Segment Start: RECORDS FOR PROCESSING

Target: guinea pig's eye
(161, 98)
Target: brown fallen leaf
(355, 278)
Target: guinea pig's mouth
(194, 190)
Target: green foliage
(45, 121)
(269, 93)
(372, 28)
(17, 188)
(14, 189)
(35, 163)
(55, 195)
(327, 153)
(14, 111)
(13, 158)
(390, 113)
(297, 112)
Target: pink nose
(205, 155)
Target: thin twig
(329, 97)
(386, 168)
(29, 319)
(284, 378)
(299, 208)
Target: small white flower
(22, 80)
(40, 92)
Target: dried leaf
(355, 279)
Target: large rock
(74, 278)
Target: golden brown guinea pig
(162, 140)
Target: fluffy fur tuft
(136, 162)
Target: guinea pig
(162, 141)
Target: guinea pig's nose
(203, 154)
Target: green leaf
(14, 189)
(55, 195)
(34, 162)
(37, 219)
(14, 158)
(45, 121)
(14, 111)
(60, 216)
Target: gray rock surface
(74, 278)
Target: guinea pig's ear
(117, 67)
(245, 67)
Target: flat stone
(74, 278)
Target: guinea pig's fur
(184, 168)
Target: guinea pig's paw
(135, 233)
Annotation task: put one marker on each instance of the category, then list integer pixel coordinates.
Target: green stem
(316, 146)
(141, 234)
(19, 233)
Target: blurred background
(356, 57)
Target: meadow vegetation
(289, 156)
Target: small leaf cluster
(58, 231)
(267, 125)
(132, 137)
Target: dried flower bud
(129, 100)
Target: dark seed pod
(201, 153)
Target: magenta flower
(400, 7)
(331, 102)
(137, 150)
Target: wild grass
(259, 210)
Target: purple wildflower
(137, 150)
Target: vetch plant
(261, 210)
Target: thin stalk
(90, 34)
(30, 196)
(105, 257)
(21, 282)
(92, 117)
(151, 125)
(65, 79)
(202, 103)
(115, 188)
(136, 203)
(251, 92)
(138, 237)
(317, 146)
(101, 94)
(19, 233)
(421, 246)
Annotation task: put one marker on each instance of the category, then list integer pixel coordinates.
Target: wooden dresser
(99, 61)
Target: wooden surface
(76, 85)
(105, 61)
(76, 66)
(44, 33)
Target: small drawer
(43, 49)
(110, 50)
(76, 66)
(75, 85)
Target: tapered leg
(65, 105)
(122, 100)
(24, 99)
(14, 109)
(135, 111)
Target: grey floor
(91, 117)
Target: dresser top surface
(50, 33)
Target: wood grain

Segment End: RECORDS FOR PROCESSING

*ACTIVITY*. Return the records in full, exactly as they read.

*RESULT BELOW*.
Target: guinea pig's eye
(161, 98)
Target: brown fallen leaf
(355, 278)
Target: guinea pig's mouth
(194, 190)
Target: green foliage
(45, 121)
(269, 93)
(372, 28)
(17, 188)
(14, 189)
(35, 163)
(55, 195)
(327, 153)
(14, 111)
(13, 158)
(390, 113)
(297, 112)
Target: pink nose
(205, 155)
Target: thin twig
(329, 97)
(386, 168)
(29, 319)
(284, 378)
(299, 208)
Target: small white flower
(22, 80)
(40, 92)
Target: dried leaf
(355, 279)
Target: large rock
(74, 278)
Target: golden brown guinea pig
(162, 140)
Target: fluffy fur tuft
(136, 162)
Target: guinea pig
(162, 141)
Target: guinea pig's nose
(203, 154)
Target: green leaf
(14, 189)
(55, 195)
(34, 162)
(37, 219)
(14, 158)
(45, 121)
(14, 111)
(60, 216)
Target: gray rock surface
(74, 278)
Target: guinea pig's ear
(117, 67)
(245, 67)
Target: flat stone
(74, 278)
Target: guinea pig's fur
(184, 168)
Target: guinea pig's paw
(135, 233)
Annotation task: put one marker on each instance of the category, then list integer pixel coordinates.
Target: green stem
(316, 146)
(141, 234)
(19, 233)
Target: blurred background
(356, 57)
Target: meadow vegetation
(289, 156)
Target: small leaf cluster
(58, 231)
(267, 125)
(132, 137)
Target: dried flower bud
(129, 100)
Target: dark seed pod
(201, 153)
Target: magenta flower
(400, 7)
(331, 102)
(137, 150)
Target: wild grass
(259, 210)
Target: purple wildflower
(137, 150)
Target: vetch plant
(261, 210)
Target: thin stalk
(90, 34)
(30, 196)
(105, 257)
(21, 282)
(92, 117)
(151, 125)
(65, 79)
(202, 103)
(115, 188)
(136, 203)
(251, 92)
(138, 237)
(317, 146)
(101, 94)
(19, 233)
(421, 246)
Annotation task: put one marker on each instance of the category, then list integer pixel coordinates.
Target: wooden dresser
(99, 61)
Target: wooden surface
(76, 85)
(105, 61)
(76, 66)
(44, 33)
Target: small drawer
(43, 49)
(110, 50)
(76, 66)
(75, 85)
Target: tapered leg
(65, 105)
(122, 100)
(24, 99)
(14, 109)
(135, 111)
Target: grey floor
(91, 117)
Target: dresser top surface
(50, 33)
Target: wood grain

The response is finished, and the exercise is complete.